Provided records:
═══
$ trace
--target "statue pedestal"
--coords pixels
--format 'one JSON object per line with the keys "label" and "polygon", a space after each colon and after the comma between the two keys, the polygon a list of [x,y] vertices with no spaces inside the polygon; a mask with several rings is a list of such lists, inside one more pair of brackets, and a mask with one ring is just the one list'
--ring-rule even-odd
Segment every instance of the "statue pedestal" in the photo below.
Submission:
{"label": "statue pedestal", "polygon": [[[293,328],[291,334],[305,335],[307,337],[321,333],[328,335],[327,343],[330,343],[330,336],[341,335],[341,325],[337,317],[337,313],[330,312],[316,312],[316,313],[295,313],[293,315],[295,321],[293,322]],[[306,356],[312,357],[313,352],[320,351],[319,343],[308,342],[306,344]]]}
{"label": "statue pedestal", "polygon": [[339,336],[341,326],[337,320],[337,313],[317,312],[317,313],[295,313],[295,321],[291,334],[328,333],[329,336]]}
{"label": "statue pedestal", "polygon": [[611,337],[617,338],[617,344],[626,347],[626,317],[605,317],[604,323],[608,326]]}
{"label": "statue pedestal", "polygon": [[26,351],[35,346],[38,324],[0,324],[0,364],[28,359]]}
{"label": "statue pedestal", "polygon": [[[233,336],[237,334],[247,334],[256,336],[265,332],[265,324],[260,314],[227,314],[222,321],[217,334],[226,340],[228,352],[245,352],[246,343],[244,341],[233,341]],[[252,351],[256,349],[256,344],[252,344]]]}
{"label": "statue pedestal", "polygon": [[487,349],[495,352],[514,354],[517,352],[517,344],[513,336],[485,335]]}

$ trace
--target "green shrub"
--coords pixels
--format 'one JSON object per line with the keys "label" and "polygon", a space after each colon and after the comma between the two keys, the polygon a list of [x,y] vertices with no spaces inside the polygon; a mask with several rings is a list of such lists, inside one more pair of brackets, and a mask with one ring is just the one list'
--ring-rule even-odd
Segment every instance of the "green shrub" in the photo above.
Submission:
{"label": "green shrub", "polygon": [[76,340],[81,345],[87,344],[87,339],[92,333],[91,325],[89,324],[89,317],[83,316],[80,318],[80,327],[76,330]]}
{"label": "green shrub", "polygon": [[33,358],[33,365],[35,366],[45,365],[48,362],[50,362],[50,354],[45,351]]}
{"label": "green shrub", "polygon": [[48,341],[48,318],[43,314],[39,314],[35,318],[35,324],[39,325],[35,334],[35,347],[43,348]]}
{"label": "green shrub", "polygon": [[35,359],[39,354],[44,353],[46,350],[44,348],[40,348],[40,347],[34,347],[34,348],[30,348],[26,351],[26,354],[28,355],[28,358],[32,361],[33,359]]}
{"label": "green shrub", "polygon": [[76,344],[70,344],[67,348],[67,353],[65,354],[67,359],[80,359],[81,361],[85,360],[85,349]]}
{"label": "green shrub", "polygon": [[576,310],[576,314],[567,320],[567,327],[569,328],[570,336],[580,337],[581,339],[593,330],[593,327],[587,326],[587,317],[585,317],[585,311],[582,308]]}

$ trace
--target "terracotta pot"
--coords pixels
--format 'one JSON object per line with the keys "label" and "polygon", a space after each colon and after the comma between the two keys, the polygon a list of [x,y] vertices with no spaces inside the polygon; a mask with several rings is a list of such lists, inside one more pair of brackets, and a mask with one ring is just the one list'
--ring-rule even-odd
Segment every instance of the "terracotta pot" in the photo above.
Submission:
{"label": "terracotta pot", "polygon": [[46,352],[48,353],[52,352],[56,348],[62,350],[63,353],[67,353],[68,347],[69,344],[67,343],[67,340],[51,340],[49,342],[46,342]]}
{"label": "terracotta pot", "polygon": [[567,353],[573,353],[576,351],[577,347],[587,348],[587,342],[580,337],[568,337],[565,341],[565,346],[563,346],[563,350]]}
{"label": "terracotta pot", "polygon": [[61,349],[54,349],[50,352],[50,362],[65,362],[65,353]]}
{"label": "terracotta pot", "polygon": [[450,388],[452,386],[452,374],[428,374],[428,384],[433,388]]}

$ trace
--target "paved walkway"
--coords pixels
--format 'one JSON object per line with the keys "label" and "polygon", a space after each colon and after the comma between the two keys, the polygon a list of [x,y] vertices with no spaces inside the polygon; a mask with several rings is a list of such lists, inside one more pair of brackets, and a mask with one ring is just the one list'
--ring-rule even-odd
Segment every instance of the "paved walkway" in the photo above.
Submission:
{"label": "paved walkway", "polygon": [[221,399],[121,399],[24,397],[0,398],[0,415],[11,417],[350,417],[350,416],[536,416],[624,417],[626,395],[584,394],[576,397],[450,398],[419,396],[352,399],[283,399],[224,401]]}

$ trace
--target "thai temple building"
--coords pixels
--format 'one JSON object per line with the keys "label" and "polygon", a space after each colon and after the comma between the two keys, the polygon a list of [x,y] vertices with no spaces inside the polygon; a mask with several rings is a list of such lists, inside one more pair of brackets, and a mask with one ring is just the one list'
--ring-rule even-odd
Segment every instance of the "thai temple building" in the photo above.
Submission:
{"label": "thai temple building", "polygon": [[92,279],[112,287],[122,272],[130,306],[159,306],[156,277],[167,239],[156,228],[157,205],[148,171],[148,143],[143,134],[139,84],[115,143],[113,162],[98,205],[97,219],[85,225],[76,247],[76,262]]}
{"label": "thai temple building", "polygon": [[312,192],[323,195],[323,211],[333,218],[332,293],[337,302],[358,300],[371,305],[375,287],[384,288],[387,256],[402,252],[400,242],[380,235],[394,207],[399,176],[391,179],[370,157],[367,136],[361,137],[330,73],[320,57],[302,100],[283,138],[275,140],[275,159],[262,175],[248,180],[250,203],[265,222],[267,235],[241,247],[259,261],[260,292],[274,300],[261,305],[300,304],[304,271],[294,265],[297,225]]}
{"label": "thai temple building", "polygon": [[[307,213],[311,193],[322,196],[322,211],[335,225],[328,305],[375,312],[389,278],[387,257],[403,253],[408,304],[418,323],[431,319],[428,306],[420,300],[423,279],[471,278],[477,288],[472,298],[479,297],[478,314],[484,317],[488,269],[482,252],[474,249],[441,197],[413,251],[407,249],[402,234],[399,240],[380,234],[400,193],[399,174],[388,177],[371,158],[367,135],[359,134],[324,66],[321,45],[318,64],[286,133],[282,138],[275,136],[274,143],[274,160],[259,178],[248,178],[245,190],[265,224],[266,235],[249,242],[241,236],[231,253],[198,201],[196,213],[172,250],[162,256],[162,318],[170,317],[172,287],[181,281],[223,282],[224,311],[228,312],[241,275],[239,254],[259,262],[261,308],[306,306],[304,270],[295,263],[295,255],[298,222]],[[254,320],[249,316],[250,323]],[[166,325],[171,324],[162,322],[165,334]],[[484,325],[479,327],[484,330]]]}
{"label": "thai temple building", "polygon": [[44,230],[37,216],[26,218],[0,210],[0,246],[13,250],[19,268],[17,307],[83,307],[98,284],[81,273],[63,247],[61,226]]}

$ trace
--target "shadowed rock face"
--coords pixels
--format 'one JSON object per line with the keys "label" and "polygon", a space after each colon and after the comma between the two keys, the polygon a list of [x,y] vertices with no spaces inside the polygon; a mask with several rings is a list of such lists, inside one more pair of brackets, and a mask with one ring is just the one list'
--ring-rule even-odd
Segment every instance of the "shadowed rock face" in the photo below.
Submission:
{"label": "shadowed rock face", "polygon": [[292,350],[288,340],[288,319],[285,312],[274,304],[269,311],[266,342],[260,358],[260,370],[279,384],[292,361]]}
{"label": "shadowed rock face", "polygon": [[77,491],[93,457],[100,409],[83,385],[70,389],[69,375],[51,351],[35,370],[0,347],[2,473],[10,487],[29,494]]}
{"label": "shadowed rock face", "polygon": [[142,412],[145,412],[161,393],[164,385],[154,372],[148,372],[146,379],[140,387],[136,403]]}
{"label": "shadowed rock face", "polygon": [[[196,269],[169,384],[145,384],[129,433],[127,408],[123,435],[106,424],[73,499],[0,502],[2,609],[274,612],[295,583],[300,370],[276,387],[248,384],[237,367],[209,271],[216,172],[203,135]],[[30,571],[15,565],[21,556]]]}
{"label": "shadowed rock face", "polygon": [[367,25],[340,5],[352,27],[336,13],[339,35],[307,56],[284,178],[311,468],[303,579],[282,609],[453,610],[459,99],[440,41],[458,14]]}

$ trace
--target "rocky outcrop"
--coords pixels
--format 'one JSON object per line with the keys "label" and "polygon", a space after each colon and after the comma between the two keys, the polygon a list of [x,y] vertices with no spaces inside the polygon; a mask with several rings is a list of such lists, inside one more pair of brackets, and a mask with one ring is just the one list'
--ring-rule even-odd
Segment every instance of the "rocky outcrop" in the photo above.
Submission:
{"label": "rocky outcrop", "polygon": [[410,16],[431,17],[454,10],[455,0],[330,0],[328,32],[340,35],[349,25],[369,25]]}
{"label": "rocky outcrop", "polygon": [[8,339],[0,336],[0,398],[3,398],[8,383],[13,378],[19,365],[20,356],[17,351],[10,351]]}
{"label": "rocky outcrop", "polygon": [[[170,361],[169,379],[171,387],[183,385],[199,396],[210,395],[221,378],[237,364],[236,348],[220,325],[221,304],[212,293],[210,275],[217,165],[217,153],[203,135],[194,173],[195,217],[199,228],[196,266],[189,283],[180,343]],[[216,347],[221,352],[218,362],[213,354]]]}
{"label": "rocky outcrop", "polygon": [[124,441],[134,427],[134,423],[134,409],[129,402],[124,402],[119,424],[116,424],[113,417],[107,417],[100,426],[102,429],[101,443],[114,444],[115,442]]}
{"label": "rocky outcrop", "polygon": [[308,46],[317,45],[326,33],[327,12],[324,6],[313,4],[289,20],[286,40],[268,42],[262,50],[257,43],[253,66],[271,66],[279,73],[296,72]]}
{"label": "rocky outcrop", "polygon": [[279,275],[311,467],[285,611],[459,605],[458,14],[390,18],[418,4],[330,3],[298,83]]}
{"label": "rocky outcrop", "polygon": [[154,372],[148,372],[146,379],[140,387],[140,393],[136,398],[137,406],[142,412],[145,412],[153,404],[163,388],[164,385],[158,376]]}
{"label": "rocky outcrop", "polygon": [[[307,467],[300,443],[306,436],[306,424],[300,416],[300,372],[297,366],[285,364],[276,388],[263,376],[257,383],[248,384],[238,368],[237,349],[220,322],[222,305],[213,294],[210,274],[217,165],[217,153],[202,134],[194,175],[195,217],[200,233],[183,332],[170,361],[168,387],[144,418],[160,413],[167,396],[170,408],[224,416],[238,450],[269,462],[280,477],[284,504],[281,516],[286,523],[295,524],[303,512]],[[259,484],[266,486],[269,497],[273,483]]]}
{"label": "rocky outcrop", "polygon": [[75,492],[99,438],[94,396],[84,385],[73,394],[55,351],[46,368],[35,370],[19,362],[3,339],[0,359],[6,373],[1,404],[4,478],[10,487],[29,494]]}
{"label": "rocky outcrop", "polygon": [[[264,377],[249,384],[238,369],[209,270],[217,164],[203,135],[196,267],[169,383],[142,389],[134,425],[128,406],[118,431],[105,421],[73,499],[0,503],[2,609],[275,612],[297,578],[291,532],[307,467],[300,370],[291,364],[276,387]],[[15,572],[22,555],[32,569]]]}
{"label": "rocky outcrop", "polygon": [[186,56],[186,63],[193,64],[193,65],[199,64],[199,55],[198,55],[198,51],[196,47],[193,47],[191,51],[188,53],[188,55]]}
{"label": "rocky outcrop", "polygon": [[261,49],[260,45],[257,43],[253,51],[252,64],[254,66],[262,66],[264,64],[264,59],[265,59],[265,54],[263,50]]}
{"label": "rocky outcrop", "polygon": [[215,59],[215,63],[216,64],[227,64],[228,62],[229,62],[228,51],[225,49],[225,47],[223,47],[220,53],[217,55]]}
═══
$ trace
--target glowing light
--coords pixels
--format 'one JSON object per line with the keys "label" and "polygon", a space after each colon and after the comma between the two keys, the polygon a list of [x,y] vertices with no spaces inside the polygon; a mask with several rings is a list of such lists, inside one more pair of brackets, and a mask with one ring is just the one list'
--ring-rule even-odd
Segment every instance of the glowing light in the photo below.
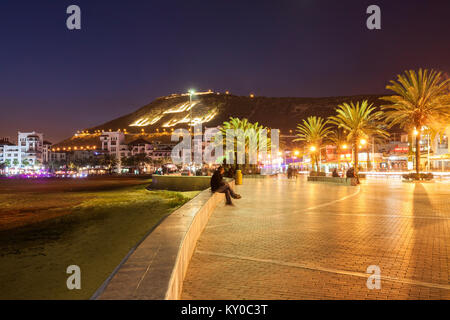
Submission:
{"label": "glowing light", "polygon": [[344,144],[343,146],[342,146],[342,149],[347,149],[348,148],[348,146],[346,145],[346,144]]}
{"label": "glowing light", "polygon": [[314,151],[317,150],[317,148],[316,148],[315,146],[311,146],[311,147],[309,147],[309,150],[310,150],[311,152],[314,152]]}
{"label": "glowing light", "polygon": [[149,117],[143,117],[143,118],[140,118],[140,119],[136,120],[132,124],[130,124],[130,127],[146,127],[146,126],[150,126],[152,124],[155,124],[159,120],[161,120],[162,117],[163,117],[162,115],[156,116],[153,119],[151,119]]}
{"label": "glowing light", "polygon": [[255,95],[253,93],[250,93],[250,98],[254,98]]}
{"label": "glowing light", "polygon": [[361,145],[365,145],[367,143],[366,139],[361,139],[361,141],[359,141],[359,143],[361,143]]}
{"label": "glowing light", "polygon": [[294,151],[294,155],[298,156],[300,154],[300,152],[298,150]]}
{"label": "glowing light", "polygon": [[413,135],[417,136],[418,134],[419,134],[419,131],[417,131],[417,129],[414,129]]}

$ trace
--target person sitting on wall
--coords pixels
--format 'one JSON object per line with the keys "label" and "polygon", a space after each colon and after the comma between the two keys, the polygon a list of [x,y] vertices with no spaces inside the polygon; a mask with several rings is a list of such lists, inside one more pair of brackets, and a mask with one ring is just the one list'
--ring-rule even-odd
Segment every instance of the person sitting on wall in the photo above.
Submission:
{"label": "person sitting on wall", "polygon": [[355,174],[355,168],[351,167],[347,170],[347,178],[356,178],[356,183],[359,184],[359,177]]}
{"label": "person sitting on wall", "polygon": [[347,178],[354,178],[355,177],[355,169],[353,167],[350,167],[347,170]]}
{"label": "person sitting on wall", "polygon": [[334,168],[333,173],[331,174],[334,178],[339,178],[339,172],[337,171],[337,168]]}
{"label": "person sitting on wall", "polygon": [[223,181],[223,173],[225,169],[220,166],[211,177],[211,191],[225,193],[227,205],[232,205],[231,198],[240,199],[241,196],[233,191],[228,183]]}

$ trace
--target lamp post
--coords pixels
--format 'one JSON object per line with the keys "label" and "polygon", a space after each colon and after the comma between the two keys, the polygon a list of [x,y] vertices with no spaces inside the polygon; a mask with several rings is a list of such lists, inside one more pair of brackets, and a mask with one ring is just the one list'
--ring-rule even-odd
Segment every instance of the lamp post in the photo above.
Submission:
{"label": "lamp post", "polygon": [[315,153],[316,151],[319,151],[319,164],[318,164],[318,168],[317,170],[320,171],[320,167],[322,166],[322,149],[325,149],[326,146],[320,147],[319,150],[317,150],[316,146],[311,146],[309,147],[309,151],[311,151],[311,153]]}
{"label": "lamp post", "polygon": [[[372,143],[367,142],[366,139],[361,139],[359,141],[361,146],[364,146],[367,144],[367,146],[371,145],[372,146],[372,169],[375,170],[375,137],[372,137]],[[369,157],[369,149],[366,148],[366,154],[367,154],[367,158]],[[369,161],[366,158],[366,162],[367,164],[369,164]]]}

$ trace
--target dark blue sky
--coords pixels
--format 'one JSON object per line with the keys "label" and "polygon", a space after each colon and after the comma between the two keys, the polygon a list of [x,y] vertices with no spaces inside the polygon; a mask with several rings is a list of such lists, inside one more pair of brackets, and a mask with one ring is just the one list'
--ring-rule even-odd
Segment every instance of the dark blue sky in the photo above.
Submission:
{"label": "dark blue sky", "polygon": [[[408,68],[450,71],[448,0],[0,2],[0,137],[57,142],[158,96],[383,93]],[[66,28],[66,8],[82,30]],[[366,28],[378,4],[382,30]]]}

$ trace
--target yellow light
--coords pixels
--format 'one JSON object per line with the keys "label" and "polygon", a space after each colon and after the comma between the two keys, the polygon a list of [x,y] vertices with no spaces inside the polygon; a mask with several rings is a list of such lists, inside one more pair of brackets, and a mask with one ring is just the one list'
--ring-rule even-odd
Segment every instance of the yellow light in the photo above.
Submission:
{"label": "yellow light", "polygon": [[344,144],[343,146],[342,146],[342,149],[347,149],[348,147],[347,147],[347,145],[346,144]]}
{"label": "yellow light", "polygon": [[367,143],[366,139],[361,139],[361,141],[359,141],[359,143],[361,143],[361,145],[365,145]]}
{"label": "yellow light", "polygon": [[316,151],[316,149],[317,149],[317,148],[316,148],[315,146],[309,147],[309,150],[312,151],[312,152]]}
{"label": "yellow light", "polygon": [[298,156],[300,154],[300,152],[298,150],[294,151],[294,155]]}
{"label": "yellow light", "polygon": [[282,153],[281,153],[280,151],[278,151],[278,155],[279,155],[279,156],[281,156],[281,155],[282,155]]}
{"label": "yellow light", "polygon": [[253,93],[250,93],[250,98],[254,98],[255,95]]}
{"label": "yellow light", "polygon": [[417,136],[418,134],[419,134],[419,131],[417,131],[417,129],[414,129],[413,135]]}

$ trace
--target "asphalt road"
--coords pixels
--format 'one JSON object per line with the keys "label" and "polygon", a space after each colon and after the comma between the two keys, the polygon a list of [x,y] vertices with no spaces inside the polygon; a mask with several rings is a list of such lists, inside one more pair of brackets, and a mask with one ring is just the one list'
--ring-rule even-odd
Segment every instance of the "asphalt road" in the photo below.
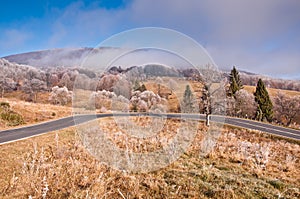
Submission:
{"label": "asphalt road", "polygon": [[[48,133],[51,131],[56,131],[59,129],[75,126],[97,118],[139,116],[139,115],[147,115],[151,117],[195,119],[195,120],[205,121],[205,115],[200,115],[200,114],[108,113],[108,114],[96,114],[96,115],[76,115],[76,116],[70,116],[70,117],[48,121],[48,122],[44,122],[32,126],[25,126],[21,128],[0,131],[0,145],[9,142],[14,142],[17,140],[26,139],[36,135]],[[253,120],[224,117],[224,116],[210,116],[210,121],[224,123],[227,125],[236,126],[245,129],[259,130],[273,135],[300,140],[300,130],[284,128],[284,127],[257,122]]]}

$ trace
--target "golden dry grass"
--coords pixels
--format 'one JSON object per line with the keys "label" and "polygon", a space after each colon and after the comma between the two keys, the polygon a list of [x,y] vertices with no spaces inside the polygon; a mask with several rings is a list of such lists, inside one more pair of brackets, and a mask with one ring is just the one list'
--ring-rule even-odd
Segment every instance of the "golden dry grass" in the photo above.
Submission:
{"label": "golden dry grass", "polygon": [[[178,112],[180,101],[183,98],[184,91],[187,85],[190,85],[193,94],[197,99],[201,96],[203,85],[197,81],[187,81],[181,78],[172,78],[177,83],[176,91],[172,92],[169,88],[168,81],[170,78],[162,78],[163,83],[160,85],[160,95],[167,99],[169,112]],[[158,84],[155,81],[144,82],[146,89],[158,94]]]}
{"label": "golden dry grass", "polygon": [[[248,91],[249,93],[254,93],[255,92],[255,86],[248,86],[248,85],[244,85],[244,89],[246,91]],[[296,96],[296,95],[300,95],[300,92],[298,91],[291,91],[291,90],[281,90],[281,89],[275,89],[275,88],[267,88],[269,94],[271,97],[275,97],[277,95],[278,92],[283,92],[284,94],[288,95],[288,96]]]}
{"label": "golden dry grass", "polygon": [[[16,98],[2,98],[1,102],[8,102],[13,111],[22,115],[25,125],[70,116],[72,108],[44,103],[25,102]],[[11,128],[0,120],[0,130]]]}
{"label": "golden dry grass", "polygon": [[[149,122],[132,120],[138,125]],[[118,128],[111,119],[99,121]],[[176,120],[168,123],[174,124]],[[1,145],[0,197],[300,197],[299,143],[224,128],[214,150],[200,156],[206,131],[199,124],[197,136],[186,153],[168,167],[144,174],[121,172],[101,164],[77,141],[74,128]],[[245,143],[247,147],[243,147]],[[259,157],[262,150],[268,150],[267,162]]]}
═══
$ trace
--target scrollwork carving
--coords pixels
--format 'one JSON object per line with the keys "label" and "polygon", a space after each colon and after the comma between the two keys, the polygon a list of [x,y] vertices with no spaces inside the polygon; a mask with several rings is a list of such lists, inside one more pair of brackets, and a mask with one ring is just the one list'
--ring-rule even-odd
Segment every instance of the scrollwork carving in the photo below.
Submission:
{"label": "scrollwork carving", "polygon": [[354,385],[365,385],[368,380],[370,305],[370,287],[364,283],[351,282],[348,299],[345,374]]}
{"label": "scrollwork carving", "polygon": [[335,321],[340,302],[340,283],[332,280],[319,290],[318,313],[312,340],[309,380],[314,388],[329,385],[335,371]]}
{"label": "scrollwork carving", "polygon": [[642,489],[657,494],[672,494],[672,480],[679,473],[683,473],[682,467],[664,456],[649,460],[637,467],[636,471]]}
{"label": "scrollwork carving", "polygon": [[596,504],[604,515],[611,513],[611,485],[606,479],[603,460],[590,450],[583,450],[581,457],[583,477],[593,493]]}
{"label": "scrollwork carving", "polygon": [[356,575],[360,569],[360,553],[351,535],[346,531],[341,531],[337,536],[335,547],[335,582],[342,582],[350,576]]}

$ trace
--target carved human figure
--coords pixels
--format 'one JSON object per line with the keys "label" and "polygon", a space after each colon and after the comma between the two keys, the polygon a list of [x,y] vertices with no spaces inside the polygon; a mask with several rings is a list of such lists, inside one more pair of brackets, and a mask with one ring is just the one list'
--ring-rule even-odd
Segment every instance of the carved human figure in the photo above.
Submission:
═══
To do: All the lines that hold the word "human" must appear in the answer, copied from the records.

Response box:
--target carved human figure
Segment every instance of the carved human figure in the photo above.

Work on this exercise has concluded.